Assignment —
In the passage about First Draft, give the stretch from "In 2018, First" through "Estonia and Pakistan." again, changing "newsroom leaders" to "senior editors".
Text block: Begin
First Draft, an organization that began in 2015 to educate journalists on how to verify user-generated content, has long championed the work of reporters who strive to separate fact from fiction. As a founding partner of First Draft, Google has supported the organization with funding, technology and project support. Together, we’ve provided trainings to help thousands of journalists verify online content quickly, and with confidence. The training is available in English, Spanish and Portuguese, and over the next few months, it will be translated into Arabic, French, German, Indonesian, Italian, Japanese, Korean and Russian.

In 2018, First Draft set an ambitious goal to train more than 10,000 journalists, and so far this year, they’ve run “train the trainer” events in Indonesia, Singapore and India. At these events, newsroom leaders are trained on verification skills, and then take their learnings back to their newsrooms. And just last month, with more support from the Google News Initiative, First Draft trained a global network of journalists and fact-checkers, with participants traveling from countries including Australia, Peru, Estonia and Pakistan.

But training alone isn’t enough to combat the problem of mis- and disinformation. We’ve also worked with First Draft to convene newsrooms who otherwise might not collaborate on election coverage in the U.S., France, Germany, the U.K. and Brazil. In each project, we provided tools, data and support to ensure that people are reading news stories that have been verified or fact-checked. Between the efforts—Electionland in the U.S., CrossCheck in France, Full Fact in the U.K. and Comprova in Brazil—we’ve brought together hundreds of newsrooms in multiple regions, to collectively debunk false, or misleading stories targeted to deceive voters.

As disinformation operatives become more sophisticated, global demand to combat them has increased. We are proud to see First Draft evolve to answer the needs of the moment. While we’re doing work on Google’s own platforms to detect, combat and address misleading information, we know that working with groups like First Draft, and the news industry, is key to our collective success.
Text block: End
Recorded data: Begin
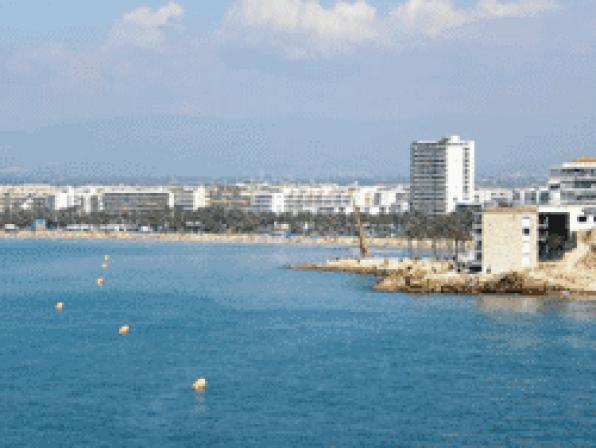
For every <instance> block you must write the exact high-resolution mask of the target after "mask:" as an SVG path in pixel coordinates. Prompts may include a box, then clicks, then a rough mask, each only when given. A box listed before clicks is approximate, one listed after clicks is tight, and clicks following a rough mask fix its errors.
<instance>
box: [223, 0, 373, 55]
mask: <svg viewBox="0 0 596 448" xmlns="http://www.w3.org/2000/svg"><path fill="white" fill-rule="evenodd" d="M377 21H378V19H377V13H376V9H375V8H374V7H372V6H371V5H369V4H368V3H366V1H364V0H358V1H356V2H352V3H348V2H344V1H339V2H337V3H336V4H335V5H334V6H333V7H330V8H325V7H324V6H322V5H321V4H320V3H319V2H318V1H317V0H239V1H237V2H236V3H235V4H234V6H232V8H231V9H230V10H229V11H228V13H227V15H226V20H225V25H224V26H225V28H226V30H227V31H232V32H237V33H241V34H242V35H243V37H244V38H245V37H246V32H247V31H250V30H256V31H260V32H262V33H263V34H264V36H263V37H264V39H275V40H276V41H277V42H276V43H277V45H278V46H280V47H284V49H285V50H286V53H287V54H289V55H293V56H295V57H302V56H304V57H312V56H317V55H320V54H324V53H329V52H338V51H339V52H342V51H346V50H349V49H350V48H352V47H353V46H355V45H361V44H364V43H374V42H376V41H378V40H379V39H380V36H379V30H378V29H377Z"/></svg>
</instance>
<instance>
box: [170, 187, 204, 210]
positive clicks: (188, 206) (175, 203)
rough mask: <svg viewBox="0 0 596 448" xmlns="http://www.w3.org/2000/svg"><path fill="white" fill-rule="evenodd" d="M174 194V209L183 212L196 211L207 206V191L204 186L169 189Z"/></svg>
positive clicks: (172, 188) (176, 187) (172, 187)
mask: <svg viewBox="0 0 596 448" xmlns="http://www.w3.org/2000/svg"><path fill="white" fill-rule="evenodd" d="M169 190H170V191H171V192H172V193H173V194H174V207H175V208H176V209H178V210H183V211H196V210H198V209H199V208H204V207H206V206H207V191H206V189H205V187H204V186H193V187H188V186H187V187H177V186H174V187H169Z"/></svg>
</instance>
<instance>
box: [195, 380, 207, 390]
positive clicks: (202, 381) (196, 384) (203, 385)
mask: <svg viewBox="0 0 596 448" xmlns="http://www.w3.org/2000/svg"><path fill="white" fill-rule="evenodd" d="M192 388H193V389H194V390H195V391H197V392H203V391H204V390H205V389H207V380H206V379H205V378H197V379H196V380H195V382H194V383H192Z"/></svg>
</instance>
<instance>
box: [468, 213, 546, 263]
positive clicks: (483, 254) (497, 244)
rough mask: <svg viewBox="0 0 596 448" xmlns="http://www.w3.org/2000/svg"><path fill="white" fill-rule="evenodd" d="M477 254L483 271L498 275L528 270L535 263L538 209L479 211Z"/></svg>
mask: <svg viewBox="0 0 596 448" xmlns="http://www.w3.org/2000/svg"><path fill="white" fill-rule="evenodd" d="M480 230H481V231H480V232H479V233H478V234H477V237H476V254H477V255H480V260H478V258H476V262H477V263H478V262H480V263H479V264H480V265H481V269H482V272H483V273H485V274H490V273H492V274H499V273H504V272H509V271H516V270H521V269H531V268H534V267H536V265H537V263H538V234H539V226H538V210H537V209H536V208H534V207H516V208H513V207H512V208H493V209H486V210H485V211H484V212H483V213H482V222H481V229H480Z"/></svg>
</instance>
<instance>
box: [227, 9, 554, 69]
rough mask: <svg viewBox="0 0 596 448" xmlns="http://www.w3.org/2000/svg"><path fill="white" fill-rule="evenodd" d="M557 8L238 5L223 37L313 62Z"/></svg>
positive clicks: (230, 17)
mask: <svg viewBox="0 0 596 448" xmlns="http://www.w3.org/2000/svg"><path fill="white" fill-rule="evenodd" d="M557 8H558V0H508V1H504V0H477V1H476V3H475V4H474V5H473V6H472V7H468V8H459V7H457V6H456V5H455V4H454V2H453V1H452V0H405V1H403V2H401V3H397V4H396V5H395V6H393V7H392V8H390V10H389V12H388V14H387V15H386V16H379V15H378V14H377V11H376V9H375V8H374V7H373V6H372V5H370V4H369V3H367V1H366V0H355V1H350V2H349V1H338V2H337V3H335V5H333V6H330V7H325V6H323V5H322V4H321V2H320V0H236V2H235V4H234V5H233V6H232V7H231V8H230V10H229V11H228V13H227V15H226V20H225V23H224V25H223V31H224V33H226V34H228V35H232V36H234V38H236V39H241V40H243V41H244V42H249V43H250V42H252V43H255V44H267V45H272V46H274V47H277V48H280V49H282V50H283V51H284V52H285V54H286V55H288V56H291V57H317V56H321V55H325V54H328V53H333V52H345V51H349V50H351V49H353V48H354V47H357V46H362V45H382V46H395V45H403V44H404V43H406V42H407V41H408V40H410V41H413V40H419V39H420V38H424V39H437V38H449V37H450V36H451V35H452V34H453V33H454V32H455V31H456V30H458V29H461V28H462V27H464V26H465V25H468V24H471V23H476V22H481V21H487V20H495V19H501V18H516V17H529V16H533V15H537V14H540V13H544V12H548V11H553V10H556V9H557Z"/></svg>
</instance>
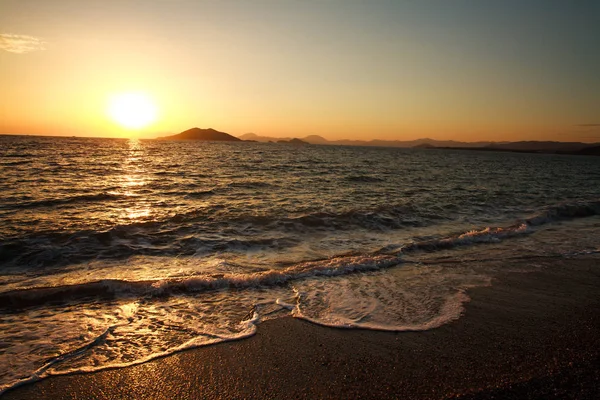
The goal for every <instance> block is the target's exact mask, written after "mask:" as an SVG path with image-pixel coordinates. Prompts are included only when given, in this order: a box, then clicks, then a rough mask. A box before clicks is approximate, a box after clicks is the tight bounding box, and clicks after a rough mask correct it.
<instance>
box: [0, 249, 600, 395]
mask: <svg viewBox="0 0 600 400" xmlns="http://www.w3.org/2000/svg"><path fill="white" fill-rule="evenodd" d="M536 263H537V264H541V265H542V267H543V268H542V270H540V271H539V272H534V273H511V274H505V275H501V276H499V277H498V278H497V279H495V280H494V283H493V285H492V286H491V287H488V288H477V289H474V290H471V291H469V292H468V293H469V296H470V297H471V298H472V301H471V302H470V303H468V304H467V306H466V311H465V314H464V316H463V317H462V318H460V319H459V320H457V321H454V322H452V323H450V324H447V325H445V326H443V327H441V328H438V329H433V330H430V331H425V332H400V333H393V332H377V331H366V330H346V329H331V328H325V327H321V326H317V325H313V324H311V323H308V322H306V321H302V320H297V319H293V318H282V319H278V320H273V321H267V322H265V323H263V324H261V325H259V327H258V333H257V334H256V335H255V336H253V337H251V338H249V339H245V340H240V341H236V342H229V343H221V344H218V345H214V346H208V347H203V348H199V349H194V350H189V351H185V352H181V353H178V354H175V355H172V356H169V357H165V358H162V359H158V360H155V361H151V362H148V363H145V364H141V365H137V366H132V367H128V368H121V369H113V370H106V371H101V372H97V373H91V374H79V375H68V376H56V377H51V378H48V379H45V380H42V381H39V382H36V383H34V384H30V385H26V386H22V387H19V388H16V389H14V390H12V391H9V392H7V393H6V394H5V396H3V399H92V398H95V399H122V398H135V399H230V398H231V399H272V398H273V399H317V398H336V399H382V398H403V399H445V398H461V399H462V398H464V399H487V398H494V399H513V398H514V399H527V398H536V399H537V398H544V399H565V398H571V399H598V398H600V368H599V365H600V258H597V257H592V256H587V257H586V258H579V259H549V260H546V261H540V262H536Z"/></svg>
Recorded data: End
Task result —
In 2018, First Draft set an ambitious goal to train more than 10,000 journalists, and so far this year, they’ve run “train the trainer” events in Indonesia, Singapore and India. At these events, senior editors are trained on verification skills, and then take their learnings back to their newsrooms. And just last month, with more support from the Google News Initiative, First Draft trained a global network of journalists and fact-checkers, with participants traveling from countries including Australia, Peru, Estonia and Pakistan.